(Extracted records)

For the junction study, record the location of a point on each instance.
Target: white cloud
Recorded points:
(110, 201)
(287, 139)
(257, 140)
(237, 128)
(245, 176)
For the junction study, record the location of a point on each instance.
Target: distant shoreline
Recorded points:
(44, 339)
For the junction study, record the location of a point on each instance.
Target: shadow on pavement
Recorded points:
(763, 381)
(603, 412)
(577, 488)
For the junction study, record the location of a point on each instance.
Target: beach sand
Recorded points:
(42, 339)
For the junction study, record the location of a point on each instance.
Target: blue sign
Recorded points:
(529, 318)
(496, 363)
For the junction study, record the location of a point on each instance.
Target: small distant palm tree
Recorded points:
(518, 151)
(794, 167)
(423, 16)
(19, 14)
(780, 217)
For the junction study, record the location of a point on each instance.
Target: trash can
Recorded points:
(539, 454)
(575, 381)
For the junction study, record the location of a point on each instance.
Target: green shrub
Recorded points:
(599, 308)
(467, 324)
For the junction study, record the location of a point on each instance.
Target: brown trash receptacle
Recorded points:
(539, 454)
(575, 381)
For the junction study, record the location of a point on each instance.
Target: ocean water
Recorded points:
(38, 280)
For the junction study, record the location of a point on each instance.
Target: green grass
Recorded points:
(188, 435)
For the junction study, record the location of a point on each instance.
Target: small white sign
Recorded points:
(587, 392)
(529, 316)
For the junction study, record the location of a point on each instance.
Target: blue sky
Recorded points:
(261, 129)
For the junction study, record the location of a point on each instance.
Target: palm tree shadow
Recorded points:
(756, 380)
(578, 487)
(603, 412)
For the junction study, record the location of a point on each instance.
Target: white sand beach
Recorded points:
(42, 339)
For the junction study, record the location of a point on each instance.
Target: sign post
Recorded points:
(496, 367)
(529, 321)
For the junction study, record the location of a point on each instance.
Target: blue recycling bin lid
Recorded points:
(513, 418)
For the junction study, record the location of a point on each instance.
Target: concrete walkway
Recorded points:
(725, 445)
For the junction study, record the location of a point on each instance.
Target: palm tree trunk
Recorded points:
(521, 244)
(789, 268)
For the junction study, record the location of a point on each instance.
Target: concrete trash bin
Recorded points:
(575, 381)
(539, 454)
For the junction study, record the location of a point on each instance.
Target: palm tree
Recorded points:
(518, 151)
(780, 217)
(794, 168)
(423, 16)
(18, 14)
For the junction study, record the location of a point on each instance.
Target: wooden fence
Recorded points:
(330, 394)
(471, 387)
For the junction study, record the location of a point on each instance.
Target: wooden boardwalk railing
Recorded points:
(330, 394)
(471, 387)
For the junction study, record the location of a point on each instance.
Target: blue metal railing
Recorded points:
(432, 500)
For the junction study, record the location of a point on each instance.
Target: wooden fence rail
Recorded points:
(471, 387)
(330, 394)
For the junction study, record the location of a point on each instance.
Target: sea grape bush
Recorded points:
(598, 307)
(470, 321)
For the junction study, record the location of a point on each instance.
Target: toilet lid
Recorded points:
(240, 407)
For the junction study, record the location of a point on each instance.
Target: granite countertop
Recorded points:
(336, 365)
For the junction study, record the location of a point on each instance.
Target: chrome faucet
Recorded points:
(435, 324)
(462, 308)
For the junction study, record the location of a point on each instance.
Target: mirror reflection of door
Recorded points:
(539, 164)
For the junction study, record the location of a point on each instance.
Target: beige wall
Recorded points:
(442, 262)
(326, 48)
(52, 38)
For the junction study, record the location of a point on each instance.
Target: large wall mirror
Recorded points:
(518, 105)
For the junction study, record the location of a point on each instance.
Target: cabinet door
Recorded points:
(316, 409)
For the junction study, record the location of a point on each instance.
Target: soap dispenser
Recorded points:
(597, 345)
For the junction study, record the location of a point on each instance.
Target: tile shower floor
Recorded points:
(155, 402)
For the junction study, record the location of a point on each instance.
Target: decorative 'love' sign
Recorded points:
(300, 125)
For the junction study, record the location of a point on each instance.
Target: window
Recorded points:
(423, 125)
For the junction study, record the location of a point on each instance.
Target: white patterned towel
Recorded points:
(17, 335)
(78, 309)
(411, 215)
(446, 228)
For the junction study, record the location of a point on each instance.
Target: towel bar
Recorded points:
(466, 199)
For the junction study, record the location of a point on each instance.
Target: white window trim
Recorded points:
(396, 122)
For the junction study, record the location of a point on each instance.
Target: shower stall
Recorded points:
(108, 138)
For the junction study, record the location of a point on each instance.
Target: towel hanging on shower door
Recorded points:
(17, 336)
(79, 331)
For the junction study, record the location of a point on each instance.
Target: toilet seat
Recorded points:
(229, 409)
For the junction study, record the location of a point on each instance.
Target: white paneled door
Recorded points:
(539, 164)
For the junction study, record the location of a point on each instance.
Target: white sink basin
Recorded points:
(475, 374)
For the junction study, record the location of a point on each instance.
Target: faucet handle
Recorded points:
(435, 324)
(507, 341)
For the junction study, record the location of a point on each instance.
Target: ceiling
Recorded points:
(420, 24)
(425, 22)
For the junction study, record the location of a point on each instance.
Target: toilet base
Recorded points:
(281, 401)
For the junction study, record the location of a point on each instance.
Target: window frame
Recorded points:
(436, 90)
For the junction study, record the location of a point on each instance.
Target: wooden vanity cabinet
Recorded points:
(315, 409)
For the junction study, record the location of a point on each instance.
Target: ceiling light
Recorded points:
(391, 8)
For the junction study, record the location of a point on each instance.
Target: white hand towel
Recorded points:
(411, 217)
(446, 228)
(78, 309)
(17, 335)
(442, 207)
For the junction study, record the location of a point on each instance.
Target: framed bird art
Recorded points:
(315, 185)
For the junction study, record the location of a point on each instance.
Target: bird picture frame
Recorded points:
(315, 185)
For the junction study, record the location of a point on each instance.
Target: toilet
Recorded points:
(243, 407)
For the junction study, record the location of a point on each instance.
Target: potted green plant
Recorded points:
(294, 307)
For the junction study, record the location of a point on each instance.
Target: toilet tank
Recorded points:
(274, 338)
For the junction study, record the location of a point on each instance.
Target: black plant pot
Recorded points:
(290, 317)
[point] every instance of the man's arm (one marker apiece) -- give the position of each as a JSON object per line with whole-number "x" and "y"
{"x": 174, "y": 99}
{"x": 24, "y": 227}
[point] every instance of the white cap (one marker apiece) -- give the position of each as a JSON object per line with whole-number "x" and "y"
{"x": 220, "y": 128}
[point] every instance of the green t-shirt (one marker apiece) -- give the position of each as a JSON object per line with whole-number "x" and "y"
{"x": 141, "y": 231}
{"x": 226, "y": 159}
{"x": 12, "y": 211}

● What the task asks: Every line above that includes the string "sand" needs to be copied.

● Output:
Target: beach sand
Target: white sand beach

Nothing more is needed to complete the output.